*WHAT THIS TASK INVOLVES*. Look through the entries below for the string "golden", and copy each line where it is found.

*RECORDS FOR PROCESSING*.
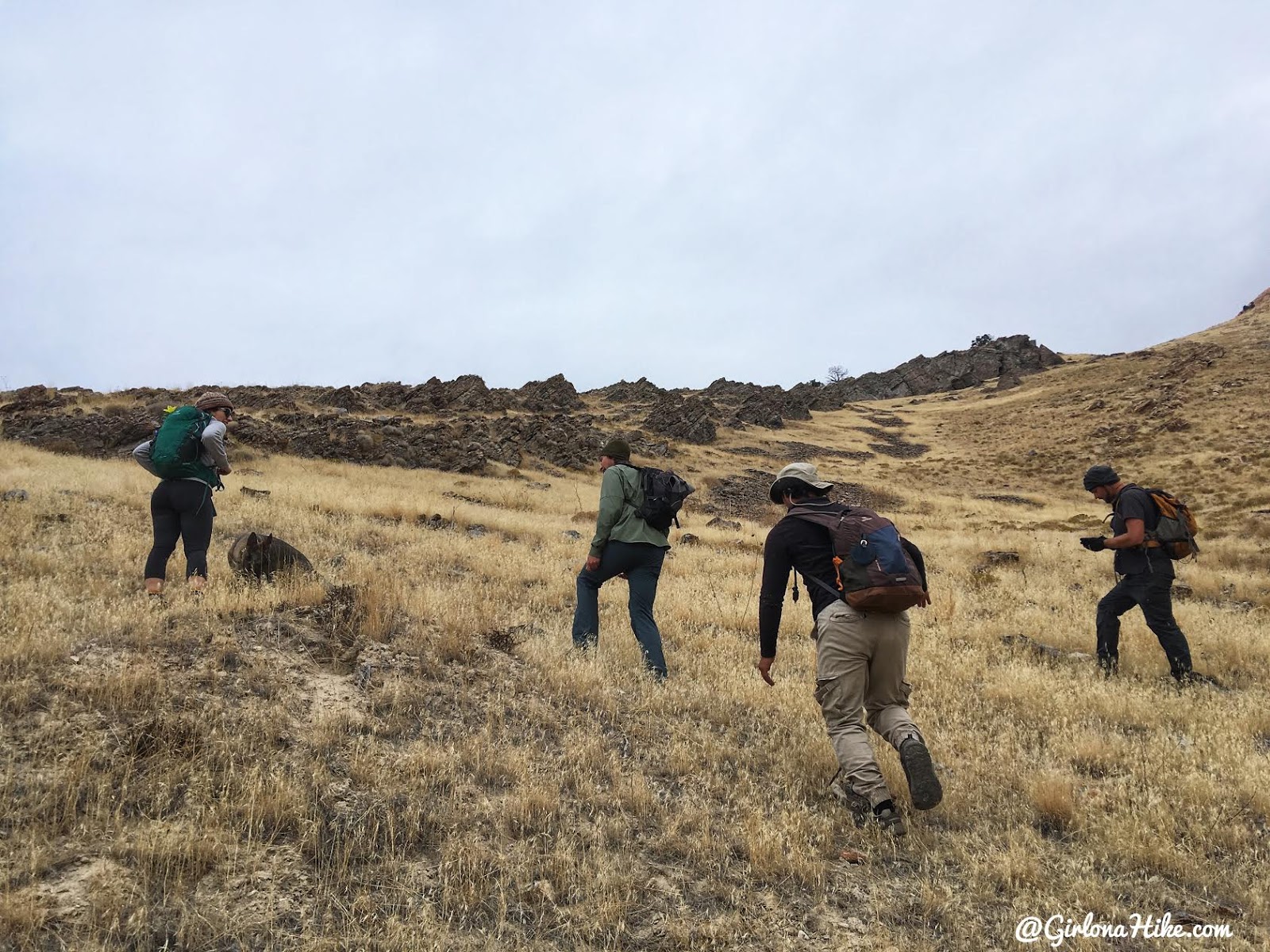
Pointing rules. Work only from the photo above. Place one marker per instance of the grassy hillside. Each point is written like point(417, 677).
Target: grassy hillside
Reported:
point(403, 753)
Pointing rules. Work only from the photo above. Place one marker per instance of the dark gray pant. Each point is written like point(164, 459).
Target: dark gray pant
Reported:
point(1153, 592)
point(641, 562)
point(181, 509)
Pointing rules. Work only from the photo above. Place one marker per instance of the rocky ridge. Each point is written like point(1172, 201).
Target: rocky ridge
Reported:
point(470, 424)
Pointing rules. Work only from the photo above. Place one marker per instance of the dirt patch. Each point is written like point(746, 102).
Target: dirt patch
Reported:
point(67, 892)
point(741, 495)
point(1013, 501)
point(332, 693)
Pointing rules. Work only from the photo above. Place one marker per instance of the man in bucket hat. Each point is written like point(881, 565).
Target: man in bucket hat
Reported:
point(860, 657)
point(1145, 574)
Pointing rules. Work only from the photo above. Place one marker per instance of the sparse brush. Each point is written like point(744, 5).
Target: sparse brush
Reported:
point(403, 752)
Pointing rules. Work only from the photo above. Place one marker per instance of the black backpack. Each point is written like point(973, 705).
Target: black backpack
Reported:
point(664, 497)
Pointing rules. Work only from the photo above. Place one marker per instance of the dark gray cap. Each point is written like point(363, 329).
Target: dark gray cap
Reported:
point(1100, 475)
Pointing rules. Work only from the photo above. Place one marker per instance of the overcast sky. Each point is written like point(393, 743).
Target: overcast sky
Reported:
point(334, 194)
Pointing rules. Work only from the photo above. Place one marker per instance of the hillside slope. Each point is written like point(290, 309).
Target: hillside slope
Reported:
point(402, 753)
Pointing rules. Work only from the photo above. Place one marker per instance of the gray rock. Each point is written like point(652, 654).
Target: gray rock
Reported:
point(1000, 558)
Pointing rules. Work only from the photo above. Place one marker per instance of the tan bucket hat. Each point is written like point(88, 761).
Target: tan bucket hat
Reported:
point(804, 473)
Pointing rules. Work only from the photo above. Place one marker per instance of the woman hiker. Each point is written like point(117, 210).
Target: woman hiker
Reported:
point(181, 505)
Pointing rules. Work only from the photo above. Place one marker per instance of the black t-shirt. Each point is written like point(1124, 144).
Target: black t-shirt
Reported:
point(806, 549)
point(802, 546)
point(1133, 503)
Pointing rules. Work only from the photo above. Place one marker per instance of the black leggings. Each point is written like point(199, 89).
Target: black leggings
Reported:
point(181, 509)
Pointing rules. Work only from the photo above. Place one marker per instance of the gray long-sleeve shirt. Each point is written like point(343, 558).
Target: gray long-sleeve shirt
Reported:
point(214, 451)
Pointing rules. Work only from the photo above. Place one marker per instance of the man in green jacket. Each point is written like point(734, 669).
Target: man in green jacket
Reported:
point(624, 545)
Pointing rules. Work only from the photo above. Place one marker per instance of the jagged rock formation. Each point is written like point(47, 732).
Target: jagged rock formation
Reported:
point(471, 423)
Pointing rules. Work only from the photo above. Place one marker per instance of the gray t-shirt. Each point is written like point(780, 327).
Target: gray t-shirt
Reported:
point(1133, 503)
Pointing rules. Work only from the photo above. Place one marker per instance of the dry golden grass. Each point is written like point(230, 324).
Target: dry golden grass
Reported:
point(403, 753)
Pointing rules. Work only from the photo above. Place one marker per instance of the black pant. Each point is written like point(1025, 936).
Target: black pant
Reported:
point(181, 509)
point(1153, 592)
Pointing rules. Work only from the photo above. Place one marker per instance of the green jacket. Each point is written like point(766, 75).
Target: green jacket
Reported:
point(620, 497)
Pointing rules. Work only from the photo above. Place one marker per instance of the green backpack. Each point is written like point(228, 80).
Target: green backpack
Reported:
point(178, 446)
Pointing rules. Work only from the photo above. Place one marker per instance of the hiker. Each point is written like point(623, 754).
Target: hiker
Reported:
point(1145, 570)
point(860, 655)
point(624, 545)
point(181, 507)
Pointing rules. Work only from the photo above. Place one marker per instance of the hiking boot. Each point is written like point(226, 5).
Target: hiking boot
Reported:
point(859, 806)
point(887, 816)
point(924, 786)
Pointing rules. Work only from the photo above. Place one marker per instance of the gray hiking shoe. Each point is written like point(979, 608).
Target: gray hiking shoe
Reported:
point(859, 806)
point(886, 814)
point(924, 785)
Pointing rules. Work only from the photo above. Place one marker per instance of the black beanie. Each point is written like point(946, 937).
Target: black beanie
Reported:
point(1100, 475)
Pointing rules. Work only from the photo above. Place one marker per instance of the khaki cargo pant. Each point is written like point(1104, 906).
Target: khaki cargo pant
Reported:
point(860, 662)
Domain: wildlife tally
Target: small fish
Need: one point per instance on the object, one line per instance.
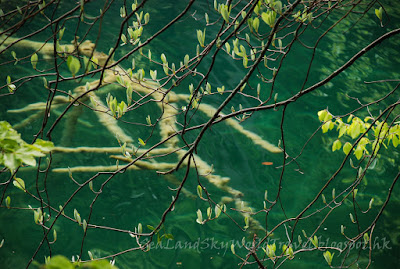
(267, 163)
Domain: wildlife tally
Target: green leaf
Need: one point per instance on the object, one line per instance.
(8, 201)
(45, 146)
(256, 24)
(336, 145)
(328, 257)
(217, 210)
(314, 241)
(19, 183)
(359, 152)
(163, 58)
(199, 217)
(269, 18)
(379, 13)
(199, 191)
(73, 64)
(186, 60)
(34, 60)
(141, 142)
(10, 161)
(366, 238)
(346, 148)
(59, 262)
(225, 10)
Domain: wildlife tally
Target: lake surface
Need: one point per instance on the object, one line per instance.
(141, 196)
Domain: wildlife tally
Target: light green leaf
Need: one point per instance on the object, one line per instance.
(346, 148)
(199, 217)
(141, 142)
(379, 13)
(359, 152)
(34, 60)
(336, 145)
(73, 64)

*SOLUTION FOR THIS EXERCISE*.
Pointing rules. Work only from the photo above. Place one marker per instance of the dry golden grass. Each point is written like point(230, 324).
Target: dry golden grass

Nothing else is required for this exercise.